# EXTRACT
────────────────────────────────────────
Tahlequah Daily Press

September 13, 2013

CCHD confirms area’s first West Nile case of the year


TAHLEQUAH — Officials with the Cherokee County Health Department have confirmed the year’s first case of West Nile Virus has been reported here.

WNV, a mosquito-borne illness, normally surfaces during the summer in Oklahoma as outdoor activities increase. Until recently, cooler weather prevailed in this area.

Cherokee County residents are urged to take precautions to reduce the risk of contracting WNV.

“We want to remind everyone to use insect repellent when outdoors and mosquito-proof their home and yard,” said CCHD Administrative Director Maria Alexander.

Alexander said Oklahoma logged a record year of WNV activity in 2012: 176 cases of WNV were confirmed, and 15 of the victims died. Cases ranged in age from 1 to 93 years.

“Anyone can be bitten by a mosquito and acquire WNV,” said Alexander.

“Although we cannot predict the severity of this year’s WNV season, it is important for everyone to know the highest-risk months in Oklahoma for WNV exposure occur from July through October.”

Among the precautions to take against mosquito bites:

• Use an insect repellent containing DEET on exposed skin and clothing when going outdoors, particularly between dusk and dawn, when WNV-infected mosquitoes are more likely to bite. Insect repellent with permethrin should be used on clothing only.

• Repair or install window and door screens to keep mosquitoes out of the home.
────────────────────────────────────────
# DATASET RECORDS
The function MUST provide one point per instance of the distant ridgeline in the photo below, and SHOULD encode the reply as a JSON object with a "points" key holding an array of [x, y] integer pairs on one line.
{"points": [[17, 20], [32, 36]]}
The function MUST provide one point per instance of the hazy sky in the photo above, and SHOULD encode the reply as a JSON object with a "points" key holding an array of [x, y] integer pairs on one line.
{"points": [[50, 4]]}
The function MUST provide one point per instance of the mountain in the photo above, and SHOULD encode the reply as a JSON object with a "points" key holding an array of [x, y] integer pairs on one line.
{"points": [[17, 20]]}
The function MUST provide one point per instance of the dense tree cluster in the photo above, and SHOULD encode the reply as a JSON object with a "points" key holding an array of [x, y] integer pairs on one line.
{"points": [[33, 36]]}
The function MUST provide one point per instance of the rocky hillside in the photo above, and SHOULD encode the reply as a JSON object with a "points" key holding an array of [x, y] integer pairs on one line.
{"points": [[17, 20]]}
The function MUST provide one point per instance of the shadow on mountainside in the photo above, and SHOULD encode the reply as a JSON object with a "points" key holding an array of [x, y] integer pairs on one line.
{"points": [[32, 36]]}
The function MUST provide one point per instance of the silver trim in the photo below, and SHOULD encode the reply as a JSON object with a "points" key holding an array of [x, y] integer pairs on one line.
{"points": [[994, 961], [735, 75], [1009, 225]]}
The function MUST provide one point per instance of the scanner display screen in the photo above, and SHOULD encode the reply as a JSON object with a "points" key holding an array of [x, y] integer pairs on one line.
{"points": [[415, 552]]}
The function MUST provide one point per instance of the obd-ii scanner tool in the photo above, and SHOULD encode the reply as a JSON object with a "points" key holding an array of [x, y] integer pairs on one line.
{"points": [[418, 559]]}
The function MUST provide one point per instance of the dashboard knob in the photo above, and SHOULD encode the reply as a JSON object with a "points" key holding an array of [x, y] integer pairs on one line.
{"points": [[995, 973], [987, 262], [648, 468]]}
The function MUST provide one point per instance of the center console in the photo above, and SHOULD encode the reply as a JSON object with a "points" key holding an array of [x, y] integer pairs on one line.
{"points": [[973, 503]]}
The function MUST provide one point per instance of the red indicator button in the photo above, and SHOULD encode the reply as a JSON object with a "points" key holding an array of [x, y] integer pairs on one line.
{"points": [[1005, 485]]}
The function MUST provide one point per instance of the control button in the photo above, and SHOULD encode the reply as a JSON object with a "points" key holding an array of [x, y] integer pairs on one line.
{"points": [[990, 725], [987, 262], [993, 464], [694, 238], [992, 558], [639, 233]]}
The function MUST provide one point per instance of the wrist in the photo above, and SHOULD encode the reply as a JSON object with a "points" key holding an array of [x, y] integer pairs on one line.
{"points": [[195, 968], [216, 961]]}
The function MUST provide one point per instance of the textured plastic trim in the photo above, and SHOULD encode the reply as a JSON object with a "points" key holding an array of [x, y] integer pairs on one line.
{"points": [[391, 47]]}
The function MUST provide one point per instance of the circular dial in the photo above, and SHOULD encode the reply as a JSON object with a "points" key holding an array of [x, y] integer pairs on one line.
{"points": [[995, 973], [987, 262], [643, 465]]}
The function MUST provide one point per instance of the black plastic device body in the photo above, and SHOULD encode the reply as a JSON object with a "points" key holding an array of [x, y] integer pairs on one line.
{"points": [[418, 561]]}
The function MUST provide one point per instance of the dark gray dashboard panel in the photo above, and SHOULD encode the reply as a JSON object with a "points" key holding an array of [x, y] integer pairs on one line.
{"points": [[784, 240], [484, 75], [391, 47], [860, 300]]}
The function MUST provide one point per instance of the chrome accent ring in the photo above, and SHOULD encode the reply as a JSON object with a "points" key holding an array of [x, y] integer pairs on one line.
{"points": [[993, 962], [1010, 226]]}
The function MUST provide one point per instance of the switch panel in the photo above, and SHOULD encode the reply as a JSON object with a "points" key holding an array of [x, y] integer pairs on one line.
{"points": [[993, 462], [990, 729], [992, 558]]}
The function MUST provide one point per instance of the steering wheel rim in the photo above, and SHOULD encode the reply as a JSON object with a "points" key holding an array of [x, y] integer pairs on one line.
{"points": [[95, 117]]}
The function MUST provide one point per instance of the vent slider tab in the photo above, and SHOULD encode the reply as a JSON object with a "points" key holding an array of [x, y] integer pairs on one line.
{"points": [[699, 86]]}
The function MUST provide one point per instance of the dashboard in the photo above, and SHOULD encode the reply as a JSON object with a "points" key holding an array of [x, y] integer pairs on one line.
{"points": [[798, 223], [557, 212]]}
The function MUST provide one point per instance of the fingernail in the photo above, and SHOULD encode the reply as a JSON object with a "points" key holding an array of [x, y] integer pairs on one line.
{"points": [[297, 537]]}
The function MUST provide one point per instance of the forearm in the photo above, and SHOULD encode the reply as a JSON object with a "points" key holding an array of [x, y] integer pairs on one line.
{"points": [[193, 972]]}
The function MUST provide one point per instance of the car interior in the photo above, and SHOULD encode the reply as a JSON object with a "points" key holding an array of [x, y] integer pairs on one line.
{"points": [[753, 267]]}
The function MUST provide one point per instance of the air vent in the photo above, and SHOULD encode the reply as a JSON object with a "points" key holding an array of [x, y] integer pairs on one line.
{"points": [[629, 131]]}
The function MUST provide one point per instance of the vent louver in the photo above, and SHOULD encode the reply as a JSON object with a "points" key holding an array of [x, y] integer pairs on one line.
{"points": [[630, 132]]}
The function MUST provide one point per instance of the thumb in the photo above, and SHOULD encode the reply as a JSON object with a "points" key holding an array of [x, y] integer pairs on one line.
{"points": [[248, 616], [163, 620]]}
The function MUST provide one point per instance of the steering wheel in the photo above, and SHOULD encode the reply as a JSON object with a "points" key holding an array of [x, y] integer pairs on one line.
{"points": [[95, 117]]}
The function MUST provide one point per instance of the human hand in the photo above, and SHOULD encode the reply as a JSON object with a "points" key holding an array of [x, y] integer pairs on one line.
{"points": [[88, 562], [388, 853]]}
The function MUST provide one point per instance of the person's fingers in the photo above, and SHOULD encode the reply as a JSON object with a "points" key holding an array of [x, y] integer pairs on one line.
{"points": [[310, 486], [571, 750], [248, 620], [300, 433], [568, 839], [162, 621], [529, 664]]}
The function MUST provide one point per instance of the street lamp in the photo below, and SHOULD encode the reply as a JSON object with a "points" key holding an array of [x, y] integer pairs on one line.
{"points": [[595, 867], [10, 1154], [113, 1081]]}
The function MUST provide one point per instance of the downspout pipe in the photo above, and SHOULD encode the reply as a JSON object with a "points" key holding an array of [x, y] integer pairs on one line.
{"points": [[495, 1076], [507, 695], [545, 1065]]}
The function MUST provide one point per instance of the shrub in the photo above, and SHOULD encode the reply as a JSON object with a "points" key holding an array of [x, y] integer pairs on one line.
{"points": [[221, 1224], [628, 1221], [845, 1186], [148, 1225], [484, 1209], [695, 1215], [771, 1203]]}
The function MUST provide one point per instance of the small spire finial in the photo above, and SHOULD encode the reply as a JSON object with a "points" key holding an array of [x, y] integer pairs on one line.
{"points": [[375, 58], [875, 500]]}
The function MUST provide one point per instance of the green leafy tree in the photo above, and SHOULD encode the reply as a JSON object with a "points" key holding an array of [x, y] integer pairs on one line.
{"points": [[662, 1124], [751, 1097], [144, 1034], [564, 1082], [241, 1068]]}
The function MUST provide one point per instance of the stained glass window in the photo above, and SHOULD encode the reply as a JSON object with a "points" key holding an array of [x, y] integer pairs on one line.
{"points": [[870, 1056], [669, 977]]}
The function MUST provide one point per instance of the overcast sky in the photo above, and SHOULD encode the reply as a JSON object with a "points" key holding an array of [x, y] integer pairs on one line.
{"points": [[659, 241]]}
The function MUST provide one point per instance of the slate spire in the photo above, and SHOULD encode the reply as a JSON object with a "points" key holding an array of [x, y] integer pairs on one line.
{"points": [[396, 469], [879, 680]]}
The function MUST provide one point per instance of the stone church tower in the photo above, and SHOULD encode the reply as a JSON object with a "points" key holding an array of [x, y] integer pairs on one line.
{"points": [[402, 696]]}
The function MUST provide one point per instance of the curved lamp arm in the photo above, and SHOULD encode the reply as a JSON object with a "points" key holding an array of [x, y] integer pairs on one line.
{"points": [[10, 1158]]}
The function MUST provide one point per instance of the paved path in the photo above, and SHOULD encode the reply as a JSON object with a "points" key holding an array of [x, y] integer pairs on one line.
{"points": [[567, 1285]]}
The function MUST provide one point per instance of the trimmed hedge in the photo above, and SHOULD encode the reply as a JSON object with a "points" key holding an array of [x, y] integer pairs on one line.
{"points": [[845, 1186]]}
────────────────────────────────────────
# ACTIVITY
Continue the West Nile Virus article from its last sentence, carrying on the list of precautions against mosquito bites.

# EXERCISE RESPONSE
• Prevent items such as buckets, cans, pool covers, flower pots, and tires from holding standing water so mosquitoes don’t have a place to breed.

• Empty your outdoor water bowls of pets and refill daily.

• Clean leaves and debris from rain gutters regularly to ensure they are not clogged.

WNV is spread through the bite of the Culex mosquito, which feeds on infected birds and then transmits the virus when biting humans, horses, and certain other mammals.

Symptoms include sudden onset of fever, headache, dizziness, and muscle weakness. Long-lasting complications can include difficulty concentrating, migraine headaches, extreme muscle weakness and tremors, and paralysis of a limb.

“If one or more of these symptoms develop, especially after suffering mosquito bites within the previous two weeks, a health care provider should be contacted,” Alexander said.

People over age 50 are at greatest risk of developing severe neurologic disease from WNV infection. Some neurological effects of WNV may be permanent or fatal.